----- Study text -----

The state's biggest insurance company said today it will pay 750-plus doctors and 39 free clinics in North Carolina to switch from paper prescriptions and forms to electronic medical records.
Blue Cross and Blue Shield of North Carolina announced the $23 million program in collaboration with with Allscripts, a Chicago company that will contribute $8 million to the effort.
The companies said that using electronic medical records will reduce errors, flag unnecessary tests and give medical professionals instant access to a patient's medical history. Thus, if a Raleigh resident has an emergency in Asheville, doctors and nurses in that city could instantaneously access the patient's vital records, instead of requesting faxes of paper records.
For Allscripts, a company with a substantial operation in Raleigh, the deal means it will get to market its expensive technology to doctors who are on the Blue Cross network.
Blue Cross officials expect the program eliminate inefficiencies, duplications and other waste that typically drive up medical costs by 20 percent. They hope it eliminates unnecessary procedures, recommendes cheaper treatment options and other such benefits.
Blue Cross officials said those savings wouldn't automatically translate to a 20 percent cut in premiums, but they would help manage spiraling health care costs.
Electronic medical records are part of the Obama Administration's goal of modernizing the nation's health care system.
But fewer than half the state's independent primary care physicians use electronic medical records. One reason is that doctors are traditional and slow to adapt to new technologies. Successfully transitioning from paper records stored in file cabinets to digital records stored in central data banks can take anywhere from six months to a year.

-----

> [Work order A]
Answer these questions from the news report:
(i) How many doctors and free clinics will Blue Cross pay to switch to electronic medical records?
(ii) How much will Allscripts contribute to the program?
(iii) How long can moving from paper records to digital records take?
> [Work order B] What reason does the news report give for fewer than half of the state's independent primary care physicians using electronic medical records? Answer in one to three sentences.
> [Work order C] Rewrite the news report's paragraph beginning "The companies said that using electronic medical records" as a short list that keeps its main facts.

----- Material provided -----

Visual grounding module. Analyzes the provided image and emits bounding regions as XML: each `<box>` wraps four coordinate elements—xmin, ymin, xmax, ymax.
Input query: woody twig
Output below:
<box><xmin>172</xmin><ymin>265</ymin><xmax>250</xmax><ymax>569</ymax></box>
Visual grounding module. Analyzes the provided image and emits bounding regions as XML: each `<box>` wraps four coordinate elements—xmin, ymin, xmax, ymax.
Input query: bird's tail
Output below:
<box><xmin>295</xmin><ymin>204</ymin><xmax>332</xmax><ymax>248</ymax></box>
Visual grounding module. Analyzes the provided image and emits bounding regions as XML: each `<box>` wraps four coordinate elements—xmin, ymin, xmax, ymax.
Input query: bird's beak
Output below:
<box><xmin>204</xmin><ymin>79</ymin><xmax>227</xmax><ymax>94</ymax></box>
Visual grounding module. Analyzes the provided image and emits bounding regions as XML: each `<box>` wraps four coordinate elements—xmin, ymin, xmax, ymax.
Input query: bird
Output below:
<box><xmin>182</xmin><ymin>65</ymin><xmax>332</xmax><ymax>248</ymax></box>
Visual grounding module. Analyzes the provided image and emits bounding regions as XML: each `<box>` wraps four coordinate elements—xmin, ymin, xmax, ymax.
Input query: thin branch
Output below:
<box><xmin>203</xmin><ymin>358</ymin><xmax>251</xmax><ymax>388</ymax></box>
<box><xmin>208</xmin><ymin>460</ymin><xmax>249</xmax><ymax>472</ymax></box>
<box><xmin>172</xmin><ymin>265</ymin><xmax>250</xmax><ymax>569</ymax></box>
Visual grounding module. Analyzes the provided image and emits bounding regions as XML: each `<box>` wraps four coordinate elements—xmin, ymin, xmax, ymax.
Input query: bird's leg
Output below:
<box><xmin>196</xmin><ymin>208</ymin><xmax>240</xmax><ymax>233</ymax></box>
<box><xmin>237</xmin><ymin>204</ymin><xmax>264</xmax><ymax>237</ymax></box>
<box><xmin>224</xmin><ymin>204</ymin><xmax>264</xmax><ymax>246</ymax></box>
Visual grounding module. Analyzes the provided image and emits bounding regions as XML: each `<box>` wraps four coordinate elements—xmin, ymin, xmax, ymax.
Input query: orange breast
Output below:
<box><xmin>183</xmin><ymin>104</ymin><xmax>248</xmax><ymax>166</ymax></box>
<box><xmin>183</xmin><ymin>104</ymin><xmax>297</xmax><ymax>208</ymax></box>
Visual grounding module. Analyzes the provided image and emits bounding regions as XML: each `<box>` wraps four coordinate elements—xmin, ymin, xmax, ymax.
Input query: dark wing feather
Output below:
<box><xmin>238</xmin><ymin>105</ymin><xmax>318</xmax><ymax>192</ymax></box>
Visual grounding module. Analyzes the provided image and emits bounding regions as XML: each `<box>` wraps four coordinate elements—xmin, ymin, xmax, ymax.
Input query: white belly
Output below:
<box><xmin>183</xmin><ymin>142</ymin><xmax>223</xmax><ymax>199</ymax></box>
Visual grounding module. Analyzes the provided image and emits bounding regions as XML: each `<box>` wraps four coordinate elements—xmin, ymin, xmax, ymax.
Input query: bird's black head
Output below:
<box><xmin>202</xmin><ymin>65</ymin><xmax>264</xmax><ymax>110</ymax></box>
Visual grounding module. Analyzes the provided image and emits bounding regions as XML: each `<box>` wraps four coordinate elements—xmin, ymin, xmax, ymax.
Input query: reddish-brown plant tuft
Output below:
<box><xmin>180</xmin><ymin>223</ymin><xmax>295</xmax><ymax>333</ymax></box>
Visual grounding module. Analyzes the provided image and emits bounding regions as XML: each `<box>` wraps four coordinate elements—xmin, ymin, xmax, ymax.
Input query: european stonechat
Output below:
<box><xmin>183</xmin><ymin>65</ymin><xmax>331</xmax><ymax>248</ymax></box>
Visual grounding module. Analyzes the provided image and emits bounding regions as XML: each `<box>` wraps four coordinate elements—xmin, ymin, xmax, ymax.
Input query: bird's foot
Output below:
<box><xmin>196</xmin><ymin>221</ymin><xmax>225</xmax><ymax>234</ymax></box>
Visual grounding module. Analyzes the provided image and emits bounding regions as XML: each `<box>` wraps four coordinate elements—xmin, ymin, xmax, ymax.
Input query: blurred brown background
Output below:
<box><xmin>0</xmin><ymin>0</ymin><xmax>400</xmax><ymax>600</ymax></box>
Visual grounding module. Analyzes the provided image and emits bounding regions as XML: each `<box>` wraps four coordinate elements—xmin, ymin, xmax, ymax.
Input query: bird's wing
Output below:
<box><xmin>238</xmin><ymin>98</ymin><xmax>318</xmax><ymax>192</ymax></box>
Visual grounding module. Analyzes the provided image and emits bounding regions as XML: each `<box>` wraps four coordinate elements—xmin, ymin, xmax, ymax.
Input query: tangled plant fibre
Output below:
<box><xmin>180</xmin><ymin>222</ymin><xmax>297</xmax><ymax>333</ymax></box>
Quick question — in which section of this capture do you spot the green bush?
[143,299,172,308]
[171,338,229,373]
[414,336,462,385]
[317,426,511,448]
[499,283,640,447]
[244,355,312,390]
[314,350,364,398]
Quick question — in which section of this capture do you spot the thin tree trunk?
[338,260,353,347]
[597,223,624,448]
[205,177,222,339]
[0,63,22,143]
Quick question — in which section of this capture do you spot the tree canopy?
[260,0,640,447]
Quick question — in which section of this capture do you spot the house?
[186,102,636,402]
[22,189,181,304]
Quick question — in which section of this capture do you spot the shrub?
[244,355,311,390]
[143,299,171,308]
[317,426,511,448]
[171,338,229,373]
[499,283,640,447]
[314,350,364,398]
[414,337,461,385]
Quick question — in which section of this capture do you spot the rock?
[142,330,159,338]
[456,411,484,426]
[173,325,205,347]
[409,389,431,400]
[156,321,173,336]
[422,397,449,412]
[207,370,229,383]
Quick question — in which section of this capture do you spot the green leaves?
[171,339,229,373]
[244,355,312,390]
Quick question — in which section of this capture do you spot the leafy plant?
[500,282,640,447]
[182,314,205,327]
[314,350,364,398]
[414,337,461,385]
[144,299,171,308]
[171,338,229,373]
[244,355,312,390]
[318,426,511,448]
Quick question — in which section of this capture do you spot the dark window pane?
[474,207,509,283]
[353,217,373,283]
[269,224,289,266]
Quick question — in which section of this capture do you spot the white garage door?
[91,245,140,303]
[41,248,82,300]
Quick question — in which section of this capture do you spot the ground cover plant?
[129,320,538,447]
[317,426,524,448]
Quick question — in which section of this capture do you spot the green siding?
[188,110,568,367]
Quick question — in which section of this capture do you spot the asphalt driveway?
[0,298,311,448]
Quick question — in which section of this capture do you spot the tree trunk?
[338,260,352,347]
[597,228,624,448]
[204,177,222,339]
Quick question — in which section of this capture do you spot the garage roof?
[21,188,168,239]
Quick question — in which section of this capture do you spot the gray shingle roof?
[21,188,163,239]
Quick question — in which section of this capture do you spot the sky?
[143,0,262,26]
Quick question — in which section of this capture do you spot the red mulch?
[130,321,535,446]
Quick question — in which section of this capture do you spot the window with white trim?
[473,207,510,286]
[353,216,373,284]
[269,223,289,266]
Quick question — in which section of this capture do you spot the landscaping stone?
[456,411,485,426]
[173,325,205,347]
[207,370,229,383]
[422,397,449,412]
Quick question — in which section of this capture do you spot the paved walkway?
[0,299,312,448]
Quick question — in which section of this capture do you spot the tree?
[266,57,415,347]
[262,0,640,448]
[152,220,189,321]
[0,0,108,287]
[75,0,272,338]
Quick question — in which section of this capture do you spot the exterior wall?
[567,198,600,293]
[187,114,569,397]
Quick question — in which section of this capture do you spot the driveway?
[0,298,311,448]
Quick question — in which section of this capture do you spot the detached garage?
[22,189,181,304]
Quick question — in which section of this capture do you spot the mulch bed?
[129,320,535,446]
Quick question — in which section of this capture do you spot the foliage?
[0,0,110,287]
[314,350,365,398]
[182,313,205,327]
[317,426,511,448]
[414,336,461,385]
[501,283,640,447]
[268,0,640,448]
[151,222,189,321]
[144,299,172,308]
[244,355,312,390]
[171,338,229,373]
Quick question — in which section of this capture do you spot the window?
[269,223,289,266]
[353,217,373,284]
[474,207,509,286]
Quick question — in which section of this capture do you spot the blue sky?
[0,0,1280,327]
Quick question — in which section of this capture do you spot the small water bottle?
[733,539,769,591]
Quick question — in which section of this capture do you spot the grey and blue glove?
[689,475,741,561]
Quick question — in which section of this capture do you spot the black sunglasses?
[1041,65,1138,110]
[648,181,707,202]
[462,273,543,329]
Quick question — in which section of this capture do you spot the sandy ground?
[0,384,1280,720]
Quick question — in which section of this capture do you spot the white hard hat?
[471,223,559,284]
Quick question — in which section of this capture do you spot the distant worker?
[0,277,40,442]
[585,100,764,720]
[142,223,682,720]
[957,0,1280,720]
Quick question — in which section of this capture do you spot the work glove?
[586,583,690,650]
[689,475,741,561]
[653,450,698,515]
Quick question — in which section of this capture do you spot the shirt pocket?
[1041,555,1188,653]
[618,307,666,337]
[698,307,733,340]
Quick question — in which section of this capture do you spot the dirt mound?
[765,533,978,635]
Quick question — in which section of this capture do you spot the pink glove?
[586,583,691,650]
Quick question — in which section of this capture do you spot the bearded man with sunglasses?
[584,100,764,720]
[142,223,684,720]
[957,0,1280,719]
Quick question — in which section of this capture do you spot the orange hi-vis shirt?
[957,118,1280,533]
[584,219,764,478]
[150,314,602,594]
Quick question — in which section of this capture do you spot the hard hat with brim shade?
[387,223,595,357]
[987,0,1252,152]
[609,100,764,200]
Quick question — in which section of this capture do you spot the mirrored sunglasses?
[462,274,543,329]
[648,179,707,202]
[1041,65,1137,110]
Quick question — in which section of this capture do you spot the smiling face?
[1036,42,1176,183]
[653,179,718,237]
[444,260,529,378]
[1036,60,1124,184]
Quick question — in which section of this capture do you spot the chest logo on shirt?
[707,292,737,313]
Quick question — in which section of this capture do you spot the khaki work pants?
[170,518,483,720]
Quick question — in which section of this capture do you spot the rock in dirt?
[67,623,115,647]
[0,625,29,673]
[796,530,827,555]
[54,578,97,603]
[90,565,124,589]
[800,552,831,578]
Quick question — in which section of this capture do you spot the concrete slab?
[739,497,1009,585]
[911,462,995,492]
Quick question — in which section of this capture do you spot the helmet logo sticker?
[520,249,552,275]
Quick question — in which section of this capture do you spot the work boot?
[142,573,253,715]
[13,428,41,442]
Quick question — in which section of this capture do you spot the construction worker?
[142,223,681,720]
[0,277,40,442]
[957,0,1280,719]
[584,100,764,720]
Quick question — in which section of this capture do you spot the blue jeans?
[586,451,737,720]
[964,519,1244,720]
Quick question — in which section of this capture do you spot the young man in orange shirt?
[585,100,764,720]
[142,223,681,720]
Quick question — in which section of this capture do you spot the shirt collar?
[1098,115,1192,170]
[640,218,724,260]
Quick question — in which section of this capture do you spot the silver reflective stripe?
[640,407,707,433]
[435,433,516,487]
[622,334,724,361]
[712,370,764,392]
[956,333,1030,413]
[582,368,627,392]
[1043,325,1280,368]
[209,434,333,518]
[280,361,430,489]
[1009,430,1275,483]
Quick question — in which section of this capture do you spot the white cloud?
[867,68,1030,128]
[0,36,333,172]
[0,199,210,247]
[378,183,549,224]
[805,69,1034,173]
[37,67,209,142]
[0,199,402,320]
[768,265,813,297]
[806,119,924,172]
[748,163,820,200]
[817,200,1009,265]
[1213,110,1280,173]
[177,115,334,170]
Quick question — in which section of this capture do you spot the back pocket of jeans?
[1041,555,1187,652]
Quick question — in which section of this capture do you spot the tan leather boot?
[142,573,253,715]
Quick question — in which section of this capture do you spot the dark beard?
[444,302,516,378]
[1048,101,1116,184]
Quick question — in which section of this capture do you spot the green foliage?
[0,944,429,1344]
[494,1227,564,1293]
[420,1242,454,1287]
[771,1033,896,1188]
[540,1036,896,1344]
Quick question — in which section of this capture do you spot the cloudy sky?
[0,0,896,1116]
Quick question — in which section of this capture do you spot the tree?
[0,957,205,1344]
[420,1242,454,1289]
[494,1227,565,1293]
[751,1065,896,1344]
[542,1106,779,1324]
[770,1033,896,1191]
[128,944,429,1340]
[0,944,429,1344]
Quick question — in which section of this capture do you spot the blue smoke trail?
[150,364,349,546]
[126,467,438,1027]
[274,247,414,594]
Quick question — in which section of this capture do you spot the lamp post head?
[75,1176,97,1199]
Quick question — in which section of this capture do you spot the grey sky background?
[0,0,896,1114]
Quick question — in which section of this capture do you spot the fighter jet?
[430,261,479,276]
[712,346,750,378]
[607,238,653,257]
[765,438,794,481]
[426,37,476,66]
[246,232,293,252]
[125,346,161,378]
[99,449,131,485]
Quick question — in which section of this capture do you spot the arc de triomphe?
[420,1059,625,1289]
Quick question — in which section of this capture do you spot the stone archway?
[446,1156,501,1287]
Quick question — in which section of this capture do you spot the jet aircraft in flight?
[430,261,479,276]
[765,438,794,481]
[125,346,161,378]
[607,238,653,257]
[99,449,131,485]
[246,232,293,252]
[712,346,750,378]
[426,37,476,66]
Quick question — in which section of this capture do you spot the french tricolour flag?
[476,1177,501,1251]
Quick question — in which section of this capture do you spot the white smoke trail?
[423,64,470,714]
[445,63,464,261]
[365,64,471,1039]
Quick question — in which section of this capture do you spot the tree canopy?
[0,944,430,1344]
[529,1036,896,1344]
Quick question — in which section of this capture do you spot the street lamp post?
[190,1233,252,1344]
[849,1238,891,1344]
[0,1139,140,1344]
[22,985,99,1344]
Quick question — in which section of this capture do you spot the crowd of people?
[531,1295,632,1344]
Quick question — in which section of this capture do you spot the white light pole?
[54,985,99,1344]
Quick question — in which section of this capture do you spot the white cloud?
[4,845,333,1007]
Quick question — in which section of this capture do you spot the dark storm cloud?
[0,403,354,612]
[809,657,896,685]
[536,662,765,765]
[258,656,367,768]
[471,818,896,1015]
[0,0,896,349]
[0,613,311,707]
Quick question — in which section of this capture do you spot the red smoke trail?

-----

> [Task result A]
(i) More than 750 doctors and 39 free clinics.
(ii) $8 million.
(iii) Anywhere from six months to a year.

> [Task result B] The news report says one reason is that doctors are traditional and slow to adapt to new technologies.

> [Task result C]
According to the companies, electronic medical records will:
- reduce errors
- flag unnecessary tests
- give medical professionals instant access to a patient's medical history, so that if a Raleigh resident has an emergency in Asheville, doctors and nurses there could access the patient's vital records at once instead of requesting faxes of paper records